Would you reproduce, without any alteration, the lines from the opening line of the entries through the line that has "person in background?" in it?

#####

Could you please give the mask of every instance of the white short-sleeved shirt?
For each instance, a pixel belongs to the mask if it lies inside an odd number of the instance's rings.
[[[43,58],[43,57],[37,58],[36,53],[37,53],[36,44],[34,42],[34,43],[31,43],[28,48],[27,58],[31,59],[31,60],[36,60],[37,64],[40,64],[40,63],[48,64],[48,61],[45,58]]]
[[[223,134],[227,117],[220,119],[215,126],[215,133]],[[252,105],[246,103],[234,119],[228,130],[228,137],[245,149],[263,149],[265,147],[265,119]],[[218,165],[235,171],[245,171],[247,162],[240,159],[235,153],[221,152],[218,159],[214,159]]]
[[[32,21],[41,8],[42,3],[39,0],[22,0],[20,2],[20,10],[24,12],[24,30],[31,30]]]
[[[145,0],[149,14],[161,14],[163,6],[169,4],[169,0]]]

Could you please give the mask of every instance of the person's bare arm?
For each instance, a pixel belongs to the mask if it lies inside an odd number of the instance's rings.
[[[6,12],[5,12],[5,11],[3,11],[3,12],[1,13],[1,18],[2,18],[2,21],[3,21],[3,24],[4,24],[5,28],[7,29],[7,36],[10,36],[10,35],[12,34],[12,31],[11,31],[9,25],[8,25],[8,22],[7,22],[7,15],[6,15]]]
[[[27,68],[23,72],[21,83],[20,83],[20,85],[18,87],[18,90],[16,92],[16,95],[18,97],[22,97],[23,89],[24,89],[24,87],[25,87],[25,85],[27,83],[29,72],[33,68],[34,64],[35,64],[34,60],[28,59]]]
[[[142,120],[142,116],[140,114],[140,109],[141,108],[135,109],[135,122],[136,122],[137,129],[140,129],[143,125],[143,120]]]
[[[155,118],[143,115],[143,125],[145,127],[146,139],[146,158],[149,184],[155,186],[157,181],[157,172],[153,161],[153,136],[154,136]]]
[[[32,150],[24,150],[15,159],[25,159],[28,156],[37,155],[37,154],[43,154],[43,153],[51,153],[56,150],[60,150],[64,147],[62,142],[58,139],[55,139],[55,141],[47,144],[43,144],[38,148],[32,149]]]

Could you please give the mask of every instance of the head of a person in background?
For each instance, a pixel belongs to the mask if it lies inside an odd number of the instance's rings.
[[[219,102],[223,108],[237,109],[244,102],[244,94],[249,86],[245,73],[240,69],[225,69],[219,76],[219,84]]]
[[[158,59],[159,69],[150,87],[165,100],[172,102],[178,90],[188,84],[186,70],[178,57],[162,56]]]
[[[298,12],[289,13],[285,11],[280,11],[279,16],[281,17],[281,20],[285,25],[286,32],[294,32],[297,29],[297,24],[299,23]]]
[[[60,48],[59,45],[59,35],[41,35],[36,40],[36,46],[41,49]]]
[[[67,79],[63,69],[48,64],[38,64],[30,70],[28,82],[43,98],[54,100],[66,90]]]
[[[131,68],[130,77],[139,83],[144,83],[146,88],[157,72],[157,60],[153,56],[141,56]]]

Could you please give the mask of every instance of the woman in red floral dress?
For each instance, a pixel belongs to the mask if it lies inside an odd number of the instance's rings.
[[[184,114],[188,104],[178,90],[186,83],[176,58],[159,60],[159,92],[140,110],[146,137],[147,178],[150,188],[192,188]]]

#####

__REPLY TO THE EXERCISE__:
Could you please give the mask of every instance of the white short-sleeved shirt?
For each instance, a pixel belongs to the mask if it lies inside an odd number of the instance's rings.
[[[43,58],[43,57],[37,58],[36,53],[37,53],[36,44],[34,42],[34,43],[31,43],[28,48],[27,58],[31,59],[31,60],[36,60],[37,64],[40,64],[40,63],[48,64],[48,61],[45,58]]]
[[[223,134],[227,117],[220,119],[215,126],[215,133]],[[252,105],[246,103],[234,119],[228,130],[228,137],[245,149],[263,149],[265,147],[265,119]],[[218,165],[235,171],[245,171],[247,162],[240,159],[235,153],[221,152],[218,159],[214,159]]]
[[[32,21],[41,8],[42,3],[39,0],[22,0],[20,2],[20,10],[24,12],[24,30],[31,30]]]
[[[145,0],[149,14],[161,14],[163,6],[169,4],[169,0]]]

Could you please give the mask of every instance of the person's bare arm?
For each instance, a pixel belongs to the mask if it lies inside an odd number of the instance's rings.
[[[6,12],[5,12],[5,11],[3,11],[3,12],[1,13],[1,18],[2,18],[2,21],[3,21],[3,24],[4,24],[5,28],[7,29],[7,36],[10,36],[10,35],[12,34],[12,31],[11,31],[9,25],[8,25],[8,22],[7,22],[7,15],[6,15]]]
[[[27,68],[23,72],[21,83],[20,83],[20,85],[18,87],[18,90],[16,92],[16,95],[18,97],[22,97],[23,89],[24,89],[24,87],[25,87],[25,85],[27,83],[29,72],[33,68],[34,64],[35,64],[34,60],[28,59]]]
[[[142,120],[142,116],[140,114],[140,109],[141,108],[135,109],[135,122],[136,122],[137,129],[140,129],[143,125],[143,120]]]
[[[155,118],[143,115],[143,125],[145,127],[146,139],[146,158],[149,184],[155,186],[157,181],[157,172],[153,161],[153,136],[154,136]]]
[[[32,150],[24,150],[15,159],[25,159],[28,156],[37,155],[37,154],[43,154],[43,153],[51,153],[56,150],[60,150],[64,147],[62,142],[58,139],[55,139],[55,141],[47,144],[43,144],[38,148],[32,149]]]

Could you please give the mask of every instance of the head of a person in background?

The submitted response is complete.